PASSAGE FOR REVIEW:
[Start of Attachment]
Review of HackerBox 0122 - Ouroboros

I think the HackerBox creators must stalk me. This month's box has a camera, and an ECG kit! I haven't written about HRV analysis yet, but it was a past hyper fixation of mine.

Which reminds me of a recent episode on medical electronics from the Amp Hour podcast. In the episode Dr Palmeri talked about using Zephyr in his classes as an alternative to Arduino. As I mentioned in my post about learning Rust, I appreciate having alternatives to Arduino given the current events.

As always, the official instructions are up on the Instructables guide.

More bench tools for the tools god

I am a tough person to buy gifts for. I'm trying to buy less physical stuff and I'm also the kind of person that will buy something right away when I truly need it.
[End of Attachment]
RECORD EXTRACTS:
[Start of Attachment]
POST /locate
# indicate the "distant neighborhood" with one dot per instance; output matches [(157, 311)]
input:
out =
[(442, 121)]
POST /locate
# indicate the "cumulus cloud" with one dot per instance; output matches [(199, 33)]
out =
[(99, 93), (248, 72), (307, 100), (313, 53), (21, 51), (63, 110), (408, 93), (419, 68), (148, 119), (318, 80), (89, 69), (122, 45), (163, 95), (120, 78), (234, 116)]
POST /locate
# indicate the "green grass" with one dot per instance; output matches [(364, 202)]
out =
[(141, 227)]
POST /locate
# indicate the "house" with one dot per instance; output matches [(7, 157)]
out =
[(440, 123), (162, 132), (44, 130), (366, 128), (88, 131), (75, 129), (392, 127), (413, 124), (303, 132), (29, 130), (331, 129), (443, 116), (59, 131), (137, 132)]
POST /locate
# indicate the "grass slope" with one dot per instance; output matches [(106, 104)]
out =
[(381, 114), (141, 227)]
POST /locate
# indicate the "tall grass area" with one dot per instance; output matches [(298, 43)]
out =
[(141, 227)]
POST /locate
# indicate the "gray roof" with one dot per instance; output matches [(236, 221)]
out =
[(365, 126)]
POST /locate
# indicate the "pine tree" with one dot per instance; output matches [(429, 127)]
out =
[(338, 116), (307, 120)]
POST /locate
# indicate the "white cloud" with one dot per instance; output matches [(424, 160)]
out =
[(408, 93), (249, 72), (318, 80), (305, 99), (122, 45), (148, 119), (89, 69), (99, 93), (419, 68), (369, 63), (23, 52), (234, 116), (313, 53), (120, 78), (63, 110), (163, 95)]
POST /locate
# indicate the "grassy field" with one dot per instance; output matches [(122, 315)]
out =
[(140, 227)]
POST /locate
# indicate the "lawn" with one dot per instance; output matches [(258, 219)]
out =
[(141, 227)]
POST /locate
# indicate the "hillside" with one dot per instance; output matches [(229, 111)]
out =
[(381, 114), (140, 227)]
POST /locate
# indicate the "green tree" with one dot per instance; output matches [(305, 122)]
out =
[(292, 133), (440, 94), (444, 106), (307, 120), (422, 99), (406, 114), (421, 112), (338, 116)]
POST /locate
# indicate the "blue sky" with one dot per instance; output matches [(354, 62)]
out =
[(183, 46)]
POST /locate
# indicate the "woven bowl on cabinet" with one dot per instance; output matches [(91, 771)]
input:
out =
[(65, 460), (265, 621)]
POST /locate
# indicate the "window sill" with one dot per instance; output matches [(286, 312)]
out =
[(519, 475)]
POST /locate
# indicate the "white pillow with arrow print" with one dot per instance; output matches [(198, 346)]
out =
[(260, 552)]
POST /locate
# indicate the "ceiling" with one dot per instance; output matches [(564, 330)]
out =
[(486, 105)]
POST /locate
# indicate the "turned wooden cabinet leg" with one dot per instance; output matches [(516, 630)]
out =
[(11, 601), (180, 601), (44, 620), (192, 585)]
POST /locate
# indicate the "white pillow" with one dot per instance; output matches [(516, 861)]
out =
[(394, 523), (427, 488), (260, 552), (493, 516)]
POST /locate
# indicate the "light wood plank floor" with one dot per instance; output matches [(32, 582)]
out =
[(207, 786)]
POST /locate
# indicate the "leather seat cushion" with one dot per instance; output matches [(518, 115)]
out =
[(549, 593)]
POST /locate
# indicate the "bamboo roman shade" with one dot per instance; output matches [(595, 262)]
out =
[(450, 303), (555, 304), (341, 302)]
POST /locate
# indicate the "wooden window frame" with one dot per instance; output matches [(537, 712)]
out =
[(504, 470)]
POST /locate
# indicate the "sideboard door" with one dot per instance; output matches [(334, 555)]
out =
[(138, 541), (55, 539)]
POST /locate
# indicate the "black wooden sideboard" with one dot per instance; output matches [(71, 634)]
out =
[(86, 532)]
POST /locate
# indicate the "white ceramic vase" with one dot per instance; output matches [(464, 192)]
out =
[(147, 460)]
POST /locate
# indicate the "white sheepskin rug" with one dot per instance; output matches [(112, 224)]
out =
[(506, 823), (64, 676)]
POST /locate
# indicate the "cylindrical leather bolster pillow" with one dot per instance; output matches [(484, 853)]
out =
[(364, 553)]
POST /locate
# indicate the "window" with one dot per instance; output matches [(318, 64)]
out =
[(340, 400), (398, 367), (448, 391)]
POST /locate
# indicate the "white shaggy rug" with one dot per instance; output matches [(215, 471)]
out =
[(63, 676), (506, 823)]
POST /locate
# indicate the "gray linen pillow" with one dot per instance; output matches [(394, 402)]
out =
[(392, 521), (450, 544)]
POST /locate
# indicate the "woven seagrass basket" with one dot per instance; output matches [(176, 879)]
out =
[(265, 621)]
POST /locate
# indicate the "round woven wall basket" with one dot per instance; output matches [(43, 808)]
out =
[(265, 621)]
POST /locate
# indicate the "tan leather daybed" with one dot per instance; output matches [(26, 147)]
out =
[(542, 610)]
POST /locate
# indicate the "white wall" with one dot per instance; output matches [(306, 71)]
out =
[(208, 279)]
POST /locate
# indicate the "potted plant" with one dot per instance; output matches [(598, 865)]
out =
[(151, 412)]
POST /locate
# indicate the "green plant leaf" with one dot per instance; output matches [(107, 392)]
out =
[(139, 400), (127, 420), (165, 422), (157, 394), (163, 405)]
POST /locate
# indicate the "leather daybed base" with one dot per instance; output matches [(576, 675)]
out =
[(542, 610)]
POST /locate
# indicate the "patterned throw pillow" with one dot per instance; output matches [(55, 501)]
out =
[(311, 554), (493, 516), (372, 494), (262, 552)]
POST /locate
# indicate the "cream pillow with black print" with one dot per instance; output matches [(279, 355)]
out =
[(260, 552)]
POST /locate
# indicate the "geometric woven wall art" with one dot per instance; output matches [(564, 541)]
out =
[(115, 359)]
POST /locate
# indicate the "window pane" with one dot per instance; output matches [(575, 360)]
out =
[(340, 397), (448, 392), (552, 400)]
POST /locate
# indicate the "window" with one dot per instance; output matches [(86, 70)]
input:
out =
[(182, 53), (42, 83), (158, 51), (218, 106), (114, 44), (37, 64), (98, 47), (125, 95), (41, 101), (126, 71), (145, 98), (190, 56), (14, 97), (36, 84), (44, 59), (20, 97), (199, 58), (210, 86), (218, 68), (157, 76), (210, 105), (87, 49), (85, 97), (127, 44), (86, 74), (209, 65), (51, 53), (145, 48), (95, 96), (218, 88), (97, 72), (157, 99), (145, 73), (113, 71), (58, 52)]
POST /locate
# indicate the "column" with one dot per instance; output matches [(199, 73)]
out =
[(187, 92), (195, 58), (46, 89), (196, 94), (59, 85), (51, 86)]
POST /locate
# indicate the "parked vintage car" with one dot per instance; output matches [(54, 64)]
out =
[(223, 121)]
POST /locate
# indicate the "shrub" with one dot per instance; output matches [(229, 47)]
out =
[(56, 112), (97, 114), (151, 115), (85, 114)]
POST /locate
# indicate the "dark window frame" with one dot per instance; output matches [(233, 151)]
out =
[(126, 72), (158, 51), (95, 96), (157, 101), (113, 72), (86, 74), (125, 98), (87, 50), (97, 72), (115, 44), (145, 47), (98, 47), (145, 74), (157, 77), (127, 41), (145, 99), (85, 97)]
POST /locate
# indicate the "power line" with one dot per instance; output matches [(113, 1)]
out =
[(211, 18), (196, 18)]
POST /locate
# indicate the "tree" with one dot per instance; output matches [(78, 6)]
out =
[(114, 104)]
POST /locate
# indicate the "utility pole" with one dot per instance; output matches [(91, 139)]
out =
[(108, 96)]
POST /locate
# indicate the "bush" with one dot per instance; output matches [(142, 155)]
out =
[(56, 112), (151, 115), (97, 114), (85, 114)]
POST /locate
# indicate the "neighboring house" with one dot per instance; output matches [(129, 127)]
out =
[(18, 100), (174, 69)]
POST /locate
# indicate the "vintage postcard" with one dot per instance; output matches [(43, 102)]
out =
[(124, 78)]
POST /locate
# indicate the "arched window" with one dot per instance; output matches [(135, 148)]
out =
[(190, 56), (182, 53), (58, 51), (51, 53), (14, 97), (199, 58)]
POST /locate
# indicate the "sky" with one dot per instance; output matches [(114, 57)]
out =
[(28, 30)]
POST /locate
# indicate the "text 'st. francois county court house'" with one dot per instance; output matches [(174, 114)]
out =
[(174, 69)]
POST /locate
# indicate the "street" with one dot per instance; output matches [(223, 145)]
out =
[End of Attachment]
PROBLEM DETAILS:
Return the stretch of the HackerBox review above from "Review of HackerBox" to "the Instructables guide.", copied word for word.

ANSWER BELOW:
Review of HackerBox 0122 - Ouroboros

I think the HackerBox creators must stalk me. This month's box has a camera, and an ECG kit! I haven't written about HRV analysis yet, but it was a past hyper fixation of mine.

Which reminds me of a recent episode on medical electronics from the Amp Hour podcast. In the episode Dr Palmeri talked about using Zephyr in his classes as an alternative to Arduino. As I mentioned in my post about learning Rust, I appreciate having alternatives to Arduino given the current events.

As always, the official instructions are up on the Instructables guide.